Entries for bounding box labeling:

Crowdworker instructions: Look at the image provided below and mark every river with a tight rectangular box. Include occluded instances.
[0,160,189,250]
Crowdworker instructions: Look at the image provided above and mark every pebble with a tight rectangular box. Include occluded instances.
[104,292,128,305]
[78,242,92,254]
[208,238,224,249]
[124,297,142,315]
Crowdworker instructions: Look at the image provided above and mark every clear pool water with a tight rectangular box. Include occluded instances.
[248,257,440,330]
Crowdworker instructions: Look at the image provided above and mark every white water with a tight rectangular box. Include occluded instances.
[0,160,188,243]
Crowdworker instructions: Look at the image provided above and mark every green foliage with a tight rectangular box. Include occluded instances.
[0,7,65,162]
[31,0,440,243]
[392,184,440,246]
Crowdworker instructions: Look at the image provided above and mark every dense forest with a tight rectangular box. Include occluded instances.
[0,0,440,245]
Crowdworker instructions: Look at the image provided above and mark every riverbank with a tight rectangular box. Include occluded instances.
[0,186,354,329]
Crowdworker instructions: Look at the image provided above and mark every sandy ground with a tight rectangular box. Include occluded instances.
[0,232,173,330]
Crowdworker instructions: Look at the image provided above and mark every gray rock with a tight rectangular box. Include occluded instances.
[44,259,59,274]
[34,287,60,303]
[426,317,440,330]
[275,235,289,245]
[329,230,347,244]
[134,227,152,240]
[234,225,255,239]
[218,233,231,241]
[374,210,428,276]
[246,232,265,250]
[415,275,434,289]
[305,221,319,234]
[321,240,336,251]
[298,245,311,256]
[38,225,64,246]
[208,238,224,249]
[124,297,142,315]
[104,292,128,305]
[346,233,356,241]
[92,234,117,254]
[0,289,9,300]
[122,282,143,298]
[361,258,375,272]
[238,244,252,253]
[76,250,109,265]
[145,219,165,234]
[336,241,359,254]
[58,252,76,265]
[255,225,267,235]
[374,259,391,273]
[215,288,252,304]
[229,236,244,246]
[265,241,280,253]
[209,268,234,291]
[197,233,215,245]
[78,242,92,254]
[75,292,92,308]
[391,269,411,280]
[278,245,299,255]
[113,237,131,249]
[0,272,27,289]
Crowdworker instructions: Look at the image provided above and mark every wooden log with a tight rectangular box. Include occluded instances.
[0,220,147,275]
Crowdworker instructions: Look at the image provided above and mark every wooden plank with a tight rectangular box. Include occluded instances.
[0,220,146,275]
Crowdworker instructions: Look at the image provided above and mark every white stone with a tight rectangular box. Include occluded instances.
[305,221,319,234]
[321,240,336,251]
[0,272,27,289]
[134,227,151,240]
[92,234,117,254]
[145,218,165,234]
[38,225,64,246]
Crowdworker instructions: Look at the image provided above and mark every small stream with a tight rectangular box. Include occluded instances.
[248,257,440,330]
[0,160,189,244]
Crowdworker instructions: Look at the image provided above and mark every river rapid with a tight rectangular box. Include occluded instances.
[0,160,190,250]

GOAL OF THE EXERCISE
Transcribe every record above exactly as it appears.

THE REPLY
Crowdworker instructions: Look at the image provided below and mark every river with a tight rectangular box. Include occluded instances.
[0,160,189,250]
Crowdworker instructions: Look at the image provided above and mark every pebble with a tight rectangular box. Include occluded instances.
[104,292,128,305]
[78,242,92,254]
[208,238,224,249]
[124,297,142,315]
Crowdworker instructions: Look at the image provided above and mark every clear pool water with a tight rectangular box. Include occluded instances.
[248,257,440,330]
Crowdworker instructions: Look at the image provided above and mark every white water with a tight rectangular box. Include occluded instances.
[0,160,188,243]
Crowdworker instructions: Look at the image provided above and mark every green foliage with a tight rectangular box. Include occluded instances.
[0,7,65,162]
[31,0,440,243]
[392,184,440,246]
Crowdworker instructions: Look at the image provided above and mark every dense forest with a tight rectangular box. Include occluded instances.
[0,0,440,245]
Crowdworker instructions: Look at the image provided above and mark every riverbank with a tight rectangular box. Include occluded instances.
[0,186,354,329]
Crowdworker instructions: Look at the image provided above and mark every sandy ground with a tight rectangular box. Include occluded instances.
[0,232,173,330]
Crowdworker instructions: Look at the image provided above and mark every gray rock with a tight rectangular box. Include occluded instances.
[44,259,59,274]
[34,287,60,303]
[426,317,440,330]
[275,235,289,245]
[329,230,347,244]
[134,227,152,240]
[234,225,255,239]
[218,233,231,241]
[374,210,428,276]
[246,232,265,250]
[415,275,434,289]
[305,221,319,234]
[321,240,336,251]
[298,245,311,256]
[38,225,64,246]
[208,238,224,249]
[124,297,142,315]
[104,292,128,305]
[346,233,356,241]
[92,234,117,254]
[0,289,9,300]
[122,282,143,298]
[361,258,375,272]
[238,244,252,253]
[76,250,109,265]
[145,219,165,234]
[336,241,359,254]
[58,252,76,265]
[255,225,267,235]
[374,259,391,273]
[215,288,252,304]
[229,236,244,246]
[265,241,280,253]
[209,268,234,291]
[197,233,215,245]
[78,242,92,254]
[75,292,92,308]
[391,269,411,280]
[278,245,299,255]
[113,237,131,249]
[0,272,27,289]
Crowdworker instructions: Look at the image provided above and mark every wooden log with a tight rectangular box. Include occluded instances.
[0,220,147,275]
Crowdworker instructions: Look at the image provided above and mark every wooden plank with a tight rectangular box. Include occluded instances.
[0,220,146,275]
Crowdworker instructions: Look at the image provided above and mark every white stone with a tight rectangular box. Include occluded instances.
[305,221,319,234]
[321,240,336,251]
[0,272,27,289]
[134,227,151,240]
[92,234,117,254]
[145,218,165,234]
[38,225,64,246]
Crowdworker instructions: Look at the image provided above and mark every small stream with a tight rectangular box. Include occluded instances.
[248,257,440,330]
[0,160,189,244]
Crowdworker instructions: Look at the image provided above and mark every river rapid with a tight rectangular box. Include occluded instances.
[0,160,190,250]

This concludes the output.